### REQUEST
Rewrite all the items below as a numbered list, dropping any blank lines. Leave the pictures out.

Dataset rows:

>> Start

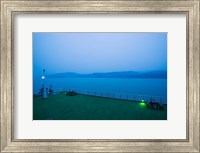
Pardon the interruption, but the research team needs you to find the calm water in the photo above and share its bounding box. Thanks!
[33,78,167,97]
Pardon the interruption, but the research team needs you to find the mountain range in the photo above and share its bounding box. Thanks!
[46,71,167,78]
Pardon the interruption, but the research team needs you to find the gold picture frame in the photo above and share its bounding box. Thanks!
[0,0,200,153]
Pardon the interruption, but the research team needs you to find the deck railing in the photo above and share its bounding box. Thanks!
[55,88,167,104]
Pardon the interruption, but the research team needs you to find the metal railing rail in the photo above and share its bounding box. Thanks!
[55,88,167,104]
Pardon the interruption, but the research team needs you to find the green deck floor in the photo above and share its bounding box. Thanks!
[33,94,167,120]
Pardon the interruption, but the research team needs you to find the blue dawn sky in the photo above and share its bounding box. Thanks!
[33,32,167,76]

>> End

### OUTPUT FOR THIS TASK
1. Pardon the interruption, but the research team needs you to find the calm water in the photo above and share its bounding box. Thanks!
2. [33,78,167,97]
3. Pardon the interruption, but the research team needs you to find the mountain range in the photo above and share its bounding box. Thanks!
4. [46,71,167,78]
5. Pardon the interruption, but the research team needs you to find the gold picture frame in the photo above and share its bounding box. Thanks!
6. [0,0,200,153]
7. Pardon the interruption, but the research team needs you to find the deck railing in the photo above and share its bounding box. Thanks!
8. [55,88,167,104]
9. Pardon the interruption, but the research team needs you to find the metal railing rail in the photo above and share its bounding box. Thanks!
10. [55,88,167,104]
11. Pardon the interruption, but the research team needs you to find the green deck floor in the photo above and share its bounding box. Thanks!
12. [33,94,167,120]
13. Pardon the interruption, but the research team needs you to find the blue dawn sky in the photo above and share its bounding box. Thanks!
14. [33,32,167,76]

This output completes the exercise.